About this exercise -
Count the lines in the material below that contain the string "accurate", treating uppercase and lowercase letters as distinct. Give only the number.

Dataset excerpts -
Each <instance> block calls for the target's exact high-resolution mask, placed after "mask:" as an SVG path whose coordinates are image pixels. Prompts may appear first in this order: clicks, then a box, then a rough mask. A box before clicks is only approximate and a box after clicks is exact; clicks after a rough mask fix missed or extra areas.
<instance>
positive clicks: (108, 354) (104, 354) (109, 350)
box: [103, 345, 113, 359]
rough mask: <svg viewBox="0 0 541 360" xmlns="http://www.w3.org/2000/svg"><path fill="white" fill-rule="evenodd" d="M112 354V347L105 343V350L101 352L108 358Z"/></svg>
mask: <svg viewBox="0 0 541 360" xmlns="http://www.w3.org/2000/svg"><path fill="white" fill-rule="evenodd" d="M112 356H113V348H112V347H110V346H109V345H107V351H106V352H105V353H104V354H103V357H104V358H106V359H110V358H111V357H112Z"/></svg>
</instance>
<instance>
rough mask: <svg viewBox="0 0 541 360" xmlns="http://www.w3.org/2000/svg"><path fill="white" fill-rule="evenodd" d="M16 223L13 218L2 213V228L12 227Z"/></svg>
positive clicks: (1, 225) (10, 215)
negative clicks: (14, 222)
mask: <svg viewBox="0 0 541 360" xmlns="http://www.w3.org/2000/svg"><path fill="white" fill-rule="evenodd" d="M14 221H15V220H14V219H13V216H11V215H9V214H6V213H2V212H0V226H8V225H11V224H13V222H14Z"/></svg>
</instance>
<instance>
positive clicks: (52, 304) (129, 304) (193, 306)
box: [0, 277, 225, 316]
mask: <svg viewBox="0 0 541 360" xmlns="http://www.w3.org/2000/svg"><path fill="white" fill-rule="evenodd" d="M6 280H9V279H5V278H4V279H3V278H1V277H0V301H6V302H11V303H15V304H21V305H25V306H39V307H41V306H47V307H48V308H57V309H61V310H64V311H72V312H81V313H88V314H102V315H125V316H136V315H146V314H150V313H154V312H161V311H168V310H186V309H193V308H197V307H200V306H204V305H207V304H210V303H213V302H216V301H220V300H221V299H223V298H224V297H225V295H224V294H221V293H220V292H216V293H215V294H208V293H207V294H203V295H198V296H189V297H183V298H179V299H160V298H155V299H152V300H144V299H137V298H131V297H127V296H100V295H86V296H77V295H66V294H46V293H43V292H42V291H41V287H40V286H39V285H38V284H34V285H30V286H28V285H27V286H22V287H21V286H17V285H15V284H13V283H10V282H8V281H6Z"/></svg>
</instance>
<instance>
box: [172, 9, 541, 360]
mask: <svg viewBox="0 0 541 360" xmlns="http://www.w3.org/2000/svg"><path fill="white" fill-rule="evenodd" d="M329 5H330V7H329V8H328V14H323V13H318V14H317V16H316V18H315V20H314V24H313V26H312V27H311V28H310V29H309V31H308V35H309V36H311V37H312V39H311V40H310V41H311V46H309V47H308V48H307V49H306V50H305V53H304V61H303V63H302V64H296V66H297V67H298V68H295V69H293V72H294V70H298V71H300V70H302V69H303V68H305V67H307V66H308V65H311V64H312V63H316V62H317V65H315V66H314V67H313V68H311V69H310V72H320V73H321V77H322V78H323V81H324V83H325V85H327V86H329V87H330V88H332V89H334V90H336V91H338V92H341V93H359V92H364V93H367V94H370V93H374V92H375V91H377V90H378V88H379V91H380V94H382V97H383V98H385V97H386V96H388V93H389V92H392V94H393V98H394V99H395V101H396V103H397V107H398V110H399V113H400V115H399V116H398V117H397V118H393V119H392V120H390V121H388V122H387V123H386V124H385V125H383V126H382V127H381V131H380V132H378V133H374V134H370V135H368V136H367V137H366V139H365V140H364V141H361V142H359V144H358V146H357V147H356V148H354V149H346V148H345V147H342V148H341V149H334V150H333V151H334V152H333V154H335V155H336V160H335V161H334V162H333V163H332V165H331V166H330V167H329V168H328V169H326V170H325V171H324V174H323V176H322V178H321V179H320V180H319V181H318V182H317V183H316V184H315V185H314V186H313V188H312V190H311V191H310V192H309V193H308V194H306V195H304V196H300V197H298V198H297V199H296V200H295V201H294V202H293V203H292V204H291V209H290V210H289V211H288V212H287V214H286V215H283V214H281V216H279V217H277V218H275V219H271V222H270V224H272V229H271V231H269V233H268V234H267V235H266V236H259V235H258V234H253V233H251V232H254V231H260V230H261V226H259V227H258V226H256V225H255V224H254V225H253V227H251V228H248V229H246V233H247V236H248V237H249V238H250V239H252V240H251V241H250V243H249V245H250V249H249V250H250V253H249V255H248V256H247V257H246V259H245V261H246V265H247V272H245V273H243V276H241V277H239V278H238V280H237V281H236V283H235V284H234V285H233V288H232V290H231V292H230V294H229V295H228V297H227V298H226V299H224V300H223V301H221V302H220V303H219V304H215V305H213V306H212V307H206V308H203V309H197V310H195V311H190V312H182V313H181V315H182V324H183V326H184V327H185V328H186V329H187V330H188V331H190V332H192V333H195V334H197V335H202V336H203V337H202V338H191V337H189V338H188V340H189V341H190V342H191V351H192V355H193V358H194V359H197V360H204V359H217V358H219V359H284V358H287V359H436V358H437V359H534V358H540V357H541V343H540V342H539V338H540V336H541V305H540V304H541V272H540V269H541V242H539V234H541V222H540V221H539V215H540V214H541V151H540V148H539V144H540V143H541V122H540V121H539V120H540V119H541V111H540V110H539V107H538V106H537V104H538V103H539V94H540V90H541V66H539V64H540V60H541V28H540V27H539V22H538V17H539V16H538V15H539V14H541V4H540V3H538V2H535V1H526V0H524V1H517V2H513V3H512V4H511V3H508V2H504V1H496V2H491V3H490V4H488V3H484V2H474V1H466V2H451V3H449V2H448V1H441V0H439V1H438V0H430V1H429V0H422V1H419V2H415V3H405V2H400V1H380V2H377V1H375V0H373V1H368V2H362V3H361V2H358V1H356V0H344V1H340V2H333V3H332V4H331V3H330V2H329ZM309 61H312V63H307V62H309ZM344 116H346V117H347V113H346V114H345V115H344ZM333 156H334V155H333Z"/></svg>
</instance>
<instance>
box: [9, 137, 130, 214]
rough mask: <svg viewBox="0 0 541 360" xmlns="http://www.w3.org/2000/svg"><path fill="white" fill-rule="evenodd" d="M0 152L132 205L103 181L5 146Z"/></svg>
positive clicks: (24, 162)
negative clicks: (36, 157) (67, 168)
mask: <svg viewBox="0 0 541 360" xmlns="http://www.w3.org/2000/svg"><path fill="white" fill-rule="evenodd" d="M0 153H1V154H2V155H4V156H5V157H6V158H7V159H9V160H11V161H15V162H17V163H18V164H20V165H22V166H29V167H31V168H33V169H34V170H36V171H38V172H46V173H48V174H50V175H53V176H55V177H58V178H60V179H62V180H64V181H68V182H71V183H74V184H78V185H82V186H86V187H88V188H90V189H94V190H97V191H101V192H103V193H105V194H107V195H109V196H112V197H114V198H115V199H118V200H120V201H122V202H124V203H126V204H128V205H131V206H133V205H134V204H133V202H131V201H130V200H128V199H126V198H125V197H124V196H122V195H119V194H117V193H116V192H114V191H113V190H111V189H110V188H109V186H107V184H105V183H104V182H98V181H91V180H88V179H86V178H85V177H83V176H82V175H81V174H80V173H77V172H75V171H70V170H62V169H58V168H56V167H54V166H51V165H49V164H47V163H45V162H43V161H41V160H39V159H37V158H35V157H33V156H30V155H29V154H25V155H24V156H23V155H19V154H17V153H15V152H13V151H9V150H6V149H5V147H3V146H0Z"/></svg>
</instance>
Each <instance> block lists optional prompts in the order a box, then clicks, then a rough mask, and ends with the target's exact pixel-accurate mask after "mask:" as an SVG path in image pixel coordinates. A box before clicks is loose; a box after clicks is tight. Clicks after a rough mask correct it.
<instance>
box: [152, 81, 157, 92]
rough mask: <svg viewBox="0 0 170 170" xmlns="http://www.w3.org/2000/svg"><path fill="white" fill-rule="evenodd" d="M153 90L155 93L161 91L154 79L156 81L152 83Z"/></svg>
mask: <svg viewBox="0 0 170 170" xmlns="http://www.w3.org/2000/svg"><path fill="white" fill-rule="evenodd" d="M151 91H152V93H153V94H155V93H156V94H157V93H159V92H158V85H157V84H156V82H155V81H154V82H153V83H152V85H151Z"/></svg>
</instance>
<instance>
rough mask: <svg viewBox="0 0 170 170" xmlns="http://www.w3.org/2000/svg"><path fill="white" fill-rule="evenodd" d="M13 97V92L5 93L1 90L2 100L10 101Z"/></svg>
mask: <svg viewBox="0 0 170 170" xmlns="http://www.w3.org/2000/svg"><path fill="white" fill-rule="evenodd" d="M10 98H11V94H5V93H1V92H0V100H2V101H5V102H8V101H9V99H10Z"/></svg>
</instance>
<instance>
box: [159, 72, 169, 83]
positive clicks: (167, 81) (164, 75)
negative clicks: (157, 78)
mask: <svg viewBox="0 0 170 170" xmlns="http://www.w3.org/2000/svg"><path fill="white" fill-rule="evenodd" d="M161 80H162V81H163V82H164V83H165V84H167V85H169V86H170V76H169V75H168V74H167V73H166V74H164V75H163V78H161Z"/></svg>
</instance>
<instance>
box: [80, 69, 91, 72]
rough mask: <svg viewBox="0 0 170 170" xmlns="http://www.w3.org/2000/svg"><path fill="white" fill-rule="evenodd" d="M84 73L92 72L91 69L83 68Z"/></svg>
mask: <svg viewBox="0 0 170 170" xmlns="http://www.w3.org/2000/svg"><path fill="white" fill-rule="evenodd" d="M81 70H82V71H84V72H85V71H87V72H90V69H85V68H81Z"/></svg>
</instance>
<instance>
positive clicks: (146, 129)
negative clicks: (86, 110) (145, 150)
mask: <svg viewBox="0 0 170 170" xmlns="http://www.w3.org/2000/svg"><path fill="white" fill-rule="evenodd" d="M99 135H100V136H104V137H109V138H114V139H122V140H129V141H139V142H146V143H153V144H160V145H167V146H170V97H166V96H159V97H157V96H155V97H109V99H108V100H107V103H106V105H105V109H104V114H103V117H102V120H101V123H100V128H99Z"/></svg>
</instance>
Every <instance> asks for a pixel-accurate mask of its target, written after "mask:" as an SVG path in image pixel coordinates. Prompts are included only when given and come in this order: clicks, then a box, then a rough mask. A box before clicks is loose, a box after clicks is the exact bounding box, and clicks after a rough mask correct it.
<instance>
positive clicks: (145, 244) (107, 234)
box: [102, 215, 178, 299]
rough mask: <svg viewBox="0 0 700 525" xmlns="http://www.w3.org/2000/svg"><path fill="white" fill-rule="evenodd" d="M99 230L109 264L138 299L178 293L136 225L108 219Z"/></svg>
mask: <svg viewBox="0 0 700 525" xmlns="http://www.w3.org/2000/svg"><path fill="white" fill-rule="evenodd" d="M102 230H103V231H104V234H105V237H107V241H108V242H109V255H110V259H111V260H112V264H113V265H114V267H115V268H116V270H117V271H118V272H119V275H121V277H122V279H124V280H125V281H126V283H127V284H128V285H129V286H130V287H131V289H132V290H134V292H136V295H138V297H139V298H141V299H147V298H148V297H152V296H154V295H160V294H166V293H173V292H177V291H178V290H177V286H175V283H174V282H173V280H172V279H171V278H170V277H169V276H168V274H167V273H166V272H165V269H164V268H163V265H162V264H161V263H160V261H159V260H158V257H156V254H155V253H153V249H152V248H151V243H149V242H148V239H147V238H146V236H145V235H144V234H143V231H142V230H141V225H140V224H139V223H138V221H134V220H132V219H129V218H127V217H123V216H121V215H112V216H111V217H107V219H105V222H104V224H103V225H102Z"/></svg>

Written solution -
2